For each record below, set it down exactly but leave out any picture.

_Saved entries_
########

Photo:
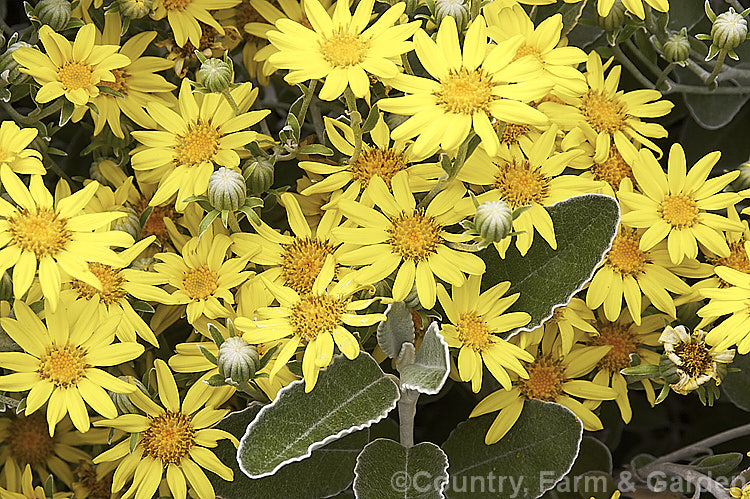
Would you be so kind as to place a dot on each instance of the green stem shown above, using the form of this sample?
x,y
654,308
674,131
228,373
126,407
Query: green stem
x,y
351,104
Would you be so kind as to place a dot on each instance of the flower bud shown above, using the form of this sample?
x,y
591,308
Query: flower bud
x,y
216,75
729,30
135,9
54,13
615,19
122,401
10,69
259,175
677,47
457,9
226,189
493,220
238,360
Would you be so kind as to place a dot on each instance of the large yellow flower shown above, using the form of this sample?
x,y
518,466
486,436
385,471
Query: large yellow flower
x,y
339,48
406,238
552,378
676,205
315,320
182,156
183,17
136,82
472,89
605,115
73,70
59,362
54,235
174,439
475,320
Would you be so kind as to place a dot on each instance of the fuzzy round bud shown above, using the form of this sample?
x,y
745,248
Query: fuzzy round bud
x,y
729,30
457,9
226,189
216,75
493,220
677,47
238,360
135,9
10,69
615,19
259,176
54,13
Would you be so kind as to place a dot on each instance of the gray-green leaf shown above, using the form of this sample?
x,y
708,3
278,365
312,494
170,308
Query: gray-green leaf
x,y
388,470
531,457
349,395
584,228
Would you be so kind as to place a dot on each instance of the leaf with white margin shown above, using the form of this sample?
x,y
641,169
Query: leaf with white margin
x,y
397,329
350,395
431,367
388,470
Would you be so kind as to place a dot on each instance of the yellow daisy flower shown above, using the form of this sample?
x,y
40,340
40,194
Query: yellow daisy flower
x,y
202,134
606,115
625,339
202,275
171,438
73,70
383,158
183,17
339,49
470,90
533,180
316,320
552,379
292,260
59,362
559,62
53,235
26,442
406,238
676,205
475,320
136,81
13,152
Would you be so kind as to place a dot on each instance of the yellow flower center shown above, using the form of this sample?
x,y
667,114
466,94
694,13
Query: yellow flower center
x,y
200,283
613,170
41,231
414,236
604,113
737,260
465,92
512,132
525,50
29,441
301,262
696,359
316,314
679,210
521,184
169,437
384,163
111,280
343,49
119,84
546,377
473,332
199,144
63,366
625,257
622,341
178,5
75,75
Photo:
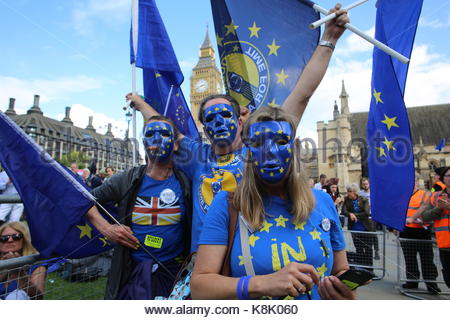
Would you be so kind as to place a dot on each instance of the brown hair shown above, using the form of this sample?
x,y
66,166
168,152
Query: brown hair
x,y
251,190
231,100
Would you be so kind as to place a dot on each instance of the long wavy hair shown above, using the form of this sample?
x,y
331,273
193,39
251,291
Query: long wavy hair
x,y
251,190
27,247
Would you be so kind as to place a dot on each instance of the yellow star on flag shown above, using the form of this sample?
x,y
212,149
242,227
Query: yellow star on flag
x,y
219,40
390,122
281,221
273,103
389,144
321,270
254,30
252,239
266,226
315,234
231,28
104,241
281,77
300,225
377,96
381,151
86,230
273,48
241,260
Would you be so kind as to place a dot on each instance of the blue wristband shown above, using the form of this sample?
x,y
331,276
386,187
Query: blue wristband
x,y
245,289
239,288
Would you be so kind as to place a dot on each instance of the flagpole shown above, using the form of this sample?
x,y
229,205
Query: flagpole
x,y
134,34
370,39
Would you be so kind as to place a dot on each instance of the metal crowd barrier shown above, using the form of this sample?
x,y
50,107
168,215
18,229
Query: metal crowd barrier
x,y
416,260
65,279
367,250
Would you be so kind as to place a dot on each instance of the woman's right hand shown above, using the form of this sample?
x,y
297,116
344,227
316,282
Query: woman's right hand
x,y
293,280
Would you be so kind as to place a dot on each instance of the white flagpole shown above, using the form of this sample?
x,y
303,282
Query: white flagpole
x,y
134,34
372,40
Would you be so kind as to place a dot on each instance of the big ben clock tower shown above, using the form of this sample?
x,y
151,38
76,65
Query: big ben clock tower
x,y
206,78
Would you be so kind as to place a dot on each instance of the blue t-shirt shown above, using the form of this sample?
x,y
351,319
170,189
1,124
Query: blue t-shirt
x,y
158,219
279,241
209,175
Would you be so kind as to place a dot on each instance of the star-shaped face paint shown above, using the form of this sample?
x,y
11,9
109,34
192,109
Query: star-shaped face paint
x,y
220,123
159,141
271,145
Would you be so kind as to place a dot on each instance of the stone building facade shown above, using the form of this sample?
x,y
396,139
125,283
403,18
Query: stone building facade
x,y
341,150
59,138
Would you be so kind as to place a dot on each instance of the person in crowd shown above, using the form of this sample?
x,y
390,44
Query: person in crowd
x,y
418,231
9,212
365,192
338,199
321,185
438,210
91,180
19,284
357,210
109,173
278,213
154,207
438,184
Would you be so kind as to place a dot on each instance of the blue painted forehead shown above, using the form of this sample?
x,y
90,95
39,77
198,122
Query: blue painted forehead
x,y
218,108
158,126
270,128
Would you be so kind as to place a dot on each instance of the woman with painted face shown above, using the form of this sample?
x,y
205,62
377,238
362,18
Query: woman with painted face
x,y
154,208
288,242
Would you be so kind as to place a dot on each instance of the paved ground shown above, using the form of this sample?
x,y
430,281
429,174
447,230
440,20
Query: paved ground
x,y
388,288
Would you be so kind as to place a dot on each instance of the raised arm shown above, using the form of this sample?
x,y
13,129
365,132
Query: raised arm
x,y
314,71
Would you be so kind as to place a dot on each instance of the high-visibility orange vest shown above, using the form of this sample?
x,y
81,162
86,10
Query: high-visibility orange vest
x,y
439,183
417,200
442,224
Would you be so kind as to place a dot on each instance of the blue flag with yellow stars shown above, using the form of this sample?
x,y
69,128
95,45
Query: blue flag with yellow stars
x,y
55,200
263,46
390,156
161,72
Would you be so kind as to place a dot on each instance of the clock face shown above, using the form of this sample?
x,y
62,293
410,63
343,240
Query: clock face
x,y
201,85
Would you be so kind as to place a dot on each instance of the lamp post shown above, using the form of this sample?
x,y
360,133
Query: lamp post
x,y
128,117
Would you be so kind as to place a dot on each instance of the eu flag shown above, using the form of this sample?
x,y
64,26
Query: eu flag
x,y
55,201
390,157
263,47
161,71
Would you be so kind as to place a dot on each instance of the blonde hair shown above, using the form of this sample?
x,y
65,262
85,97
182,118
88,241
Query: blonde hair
x,y
249,194
27,247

########

_Problem solution_
Photo:
Would you be so kind as to place a dot on each instance of the green stem shown above, using the form of this sample?
x,y
654,308
674,131
228,373
126,407
Query: green stem
x,y
351,104
Would you be so kind as to place a dot on each instance of the flower bud shown above, using the form of this sample?
x,y
591,308
Query: flower bud
x,y
216,75
729,30
135,9
54,13
615,19
122,401
10,69
259,175
677,47
457,9
226,189
493,220
238,360
Would you be so kind as to place a dot on each instance of the large yellow flower shown above, using the form of this sample?
x,y
518,466
486,436
385,471
Query: large yellow flower
x,y
339,48
406,238
552,378
676,205
315,320
182,156
183,17
136,82
472,89
605,115
73,70
59,362
54,235
174,439
475,320
Would you be so kind as to place a dot on each instance of the fuzzy round bud shown above, using the form of this sample?
x,y
745,248
Query: fuzzy round bud
x,y
729,30
457,9
226,189
216,75
493,220
677,47
238,360
135,9
10,69
615,19
259,176
54,13
Would you be so kind as to place a dot on each instance of the gray-green leaf shown above, using the form of this sample?
x,y
708,3
278,365
312,494
170,308
Query: gray-green leaf
x,y
388,470
531,457
349,395
584,228
Would you be so kind as to place a dot on each instance of the leaf with white margin shown above, using the form of this sample?
x,y
641,169
Query: leaf with white margin
x,y
397,329
350,395
431,367
388,470
Would you be so kind as to place a dot on each instance of the yellow daisy flower shown above, using the form of this sample?
x,y
40,340
40,194
Query: yellow daisy flower
x,y
202,134
606,115
625,339
202,275
171,438
73,70
383,158
183,17
339,49
470,90
533,180
316,320
552,379
292,260
59,362
559,62
53,235
26,442
406,238
676,205
475,320
136,81
13,152
Would you be so kind as to place a dot on each instance of the yellow flower center shown above, using the form of this sample?
x,y
667,114
466,94
694,13
Query: yellow flower center
x,y
200,283
613,170
41,231
414,236
604,113
737,260
465,92
512,132
525,50
29,441
301,262
696,359
316,314
679,210
521,184
169,437
384,163
111,280
343,49
119,84
546,377
473,332
199,144
63,366
625,257
622,341
178,5
75,75
Photo:
Would you be so kind as to place a dot on each instance of the brown hair shown above, using the form of this sample?
x,y
66,166
168,152
Query: brown hair
x,y
251,190
231,100
Would you be so kind as to place a dot on each instance of the long wavy hair shown above, using the form of this sample?
x,y
331,273
193,39
251,291
Query: long wavy hair
x,y
251,190
27,247
Would you be so kind as to place a dot on each instance of the yellow star on flag shown above, using the form of this sample?
x,y
212,149
242,227
Query: yellow star on flag
x,y
219,40
390,122
281,221
273,103
389,144
321,270
254,30
252,239
266,226
315,234
231,28
104,241
281,77
300,225
377,96
381,151
86,230
273,48
241,260
Would you be so kind as to place a dot on each instance of the blue wristband shown above, using the form of this sample?
x,y
331,276
386,187
Query: blue wristband
x,y
245,289
239,288
Would you be so kind as to place a dot on each instance of the flagpole shown above, using the form of this sample?
x,y
229,205
Query: flagpole
x,y
134,34
370,39
Would you be so kind as to place a dot on each instance of the metal crowd barrier shown above, using the form of this sample?
x,y
50,107
168,215
18,229
Query: metal crowd barrier
x,y
416,260
65,279
367,250
Would you be so kind as to place a dot on each instance of the woman's right hand shown above, using the form of this sample?
x,y
297,116
344,227
316,282
Query: woman's right hand
x,y
293,280
Would you be so kind as to place a dot on each instance of the white flagpole shown above, using the form of this sample?
x,y
303,282
Query: white flagpole
x,y
134,34
372,40
Would you be so kind as to place a dot on each instance of the big ben clock tower shown above, using the form of this sample?
x,y
151,38
76,65
Query: big ben clock tower
x,y
206,78
Would you be so kind as to place a dot on each instance of the blue t-shirt shown above, using the form of this sample?
x,y
351,319
170,189
1,124
Query: blue t-shirt
x,y
158,219
279,241
209,175
Would you be so kind as to place a dot on each instance of the star-shaped face paint shown above, using the form of this sample?
x,y
11,9
109,34
192,109
Query: star-shaped face paint
x,y
220,123
159,141
271,145
Would you be so kind as to place a dot on each instance of the stone building facade shown above, using the form of this sample?
x,y
396,139
125,283
403,18
Query: stone building facade
x,y
341,150
59,138
Would you be so kind as to place a dot on each instance of the person in crowd shown above, using the form of this sample?
x,y
390,44
Query: person in crowd
x,y
418,231
9,212
365,192
338,199
321,185
438,210
91,180
19,284
357,210
109,173
278,213
154,207
438,184
Would you be so kind as to place a dot on each instance of the blue painted forehead shown above, using the form of this sample?
x,y
90,95
39,77
198,122
Query: blue painted forehead
x,y
218,108
158,126
270,128
Would you be so kind as to place a dot on each instance of the woman with painted face shown above, using the form of this sample?
x,y
205,62
377,238
362,18
Query: woman with painted face
x,y
154,208
288,242
Would you be so kind as to place a dot on each instance of the paved ground shown above, using the form of this sample?
x,y
430,281
429,174
447,230
440,20
Query: paved ground
x,y
388,288
Would you be so kind as to place a dot on each instance of the raised arm shown above, using the form of this sample?
x,y
13,129
365,132
Query: raised arm
x,y
314,71
Would you be so kind as to place a dot on each instance of the high-visibility orange vest shown above, using the form of this sample?
x,y
81,162
86,10
Query: high-visibility orange vest
x,y
439,183
417,200
442,224
Would you be so kind as to place a dot on each instance of the blue flag with yellow stars shown above, using the form of this sample?
x,y
69,128
95,45
Query: blue flag with yellow stars
x,y
55,200
263,46
390,156
161,72
Would you be so kind as to place a dot on each instance of the clock face shown above, using the form of this sample?
x,y
62,293
410,63
343,240
Query: clock face
x,y
201,85
Would you be so kind as to place a dot on each instance of the lamp post shown above, using the form of this sample?
x,y
360,133
Query: lamp post
x,y
128,117
Would you be so kind as to place a dot on each instance of the eu flag shown above, using the form of this sample?
x,y
64,26
Query: eu flag
x,y
55,201
390,157
263,47
161,71
Would you be so kind as to place a dot on each instance of the blonde hair shown above, using the form of this sample?
x,y
65,262
85,97
182,118
88,241
Query: blonde hair
x,y
249,194
27,247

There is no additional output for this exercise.